Desktop-PC (meistens etliches größer als ein Server)

/ ohne /home UND ohne portage/distfiles liegt bei 

kde ~ 3,5 GB

gnome ~ 3,0 GB

xfce ~ 2,5 GB

Ich habe im moment nur das nötigste drauf (xfce+xorg/nvidia/composite +seamonkey+OOO+thunderbird+java+flash+mplayer+k3b) und liege bei knapp  2,2 GB , 

mein größtes system (wegen Buchschrieb und testen) lag bei knapp 5 GB

----------

## WiredEd

Das Journal verbraucht nicht sooo viel. Es liegt wie gesagt wahrscheinlich an den 5%, die das Dateisystem reserviert hat. Woher diese oben erwähnten Gentoo-10% kommen sollen ist mir ein Rätsel. Das halte ich *entschuldigung* für totalen Quatsch. Schau mal in die manpage von mke2fs unter der Option "-m". Da steht es beschrieben.

--------------------------------------------------

• [Aufgaben und Übungen]:
1. Schreibe aus dem Seitentext den Abschnitt wortgetreu ab, der bei den Worten „gnome ~ 3,0“ beginnt und nach den Worten „steht es beschrieben.“ endet.
2. Wie viel Prozent hat das Dateisystem laut Seitentext reserviert?

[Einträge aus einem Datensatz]
--------------------------------------------------

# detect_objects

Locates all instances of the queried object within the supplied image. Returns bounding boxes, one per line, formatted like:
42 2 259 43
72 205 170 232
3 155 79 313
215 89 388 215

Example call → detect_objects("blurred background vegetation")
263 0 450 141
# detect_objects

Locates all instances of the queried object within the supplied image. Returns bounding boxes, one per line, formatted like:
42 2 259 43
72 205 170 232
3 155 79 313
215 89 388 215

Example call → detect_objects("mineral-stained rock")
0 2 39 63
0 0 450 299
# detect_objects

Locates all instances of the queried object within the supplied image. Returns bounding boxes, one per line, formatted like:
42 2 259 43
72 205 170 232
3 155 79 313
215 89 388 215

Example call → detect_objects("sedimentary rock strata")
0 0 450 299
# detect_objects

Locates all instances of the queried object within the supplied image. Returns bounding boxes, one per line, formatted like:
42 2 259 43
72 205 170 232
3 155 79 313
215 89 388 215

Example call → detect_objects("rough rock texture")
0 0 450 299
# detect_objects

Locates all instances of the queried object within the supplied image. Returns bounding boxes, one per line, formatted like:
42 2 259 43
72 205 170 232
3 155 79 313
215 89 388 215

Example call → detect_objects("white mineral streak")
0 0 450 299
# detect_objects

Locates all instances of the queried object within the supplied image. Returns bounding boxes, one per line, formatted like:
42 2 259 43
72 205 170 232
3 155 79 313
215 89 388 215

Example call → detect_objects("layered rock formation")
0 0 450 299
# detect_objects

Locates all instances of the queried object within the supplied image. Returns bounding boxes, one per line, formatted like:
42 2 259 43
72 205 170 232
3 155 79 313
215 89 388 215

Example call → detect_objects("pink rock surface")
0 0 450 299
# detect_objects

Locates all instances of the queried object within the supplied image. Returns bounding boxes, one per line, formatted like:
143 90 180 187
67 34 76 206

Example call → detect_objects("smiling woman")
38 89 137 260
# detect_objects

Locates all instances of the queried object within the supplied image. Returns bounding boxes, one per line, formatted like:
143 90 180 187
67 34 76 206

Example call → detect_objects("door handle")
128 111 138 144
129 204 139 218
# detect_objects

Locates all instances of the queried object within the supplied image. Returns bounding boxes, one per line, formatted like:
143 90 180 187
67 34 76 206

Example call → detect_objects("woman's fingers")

--------------------------------------------------

• [Lösungen]:
1.
gnome ~ 3,0 GB

xfce ~ 2,5 GB

Ich habe im moment nur das nötigste drauf (xfce+xorg/nvidia/composite +seamonkey+OOO+thunderbird+java+flash+mplayer+k3b) und liege bei knapp  2,2 GB , 

mein größtes system (wegen Buchschrieb und testen) lag bei knapp 5 GB

----------

## WiredEd

Das Journal verbraucht nicht sooo viel. Es liegt wie gesagt wahrscheinlich an den 5%, die das Dateisystem reserviert hat. Woher diese oben erwähnten Gentoo-10% kommen sollen ist mir ein Rätsel. Das halte ich *entschuldigung* für totalen Quatsch. Schau mal in die manpage von mke2fs unter der Option "-m". Da steht es beschrieben.

2. 5 %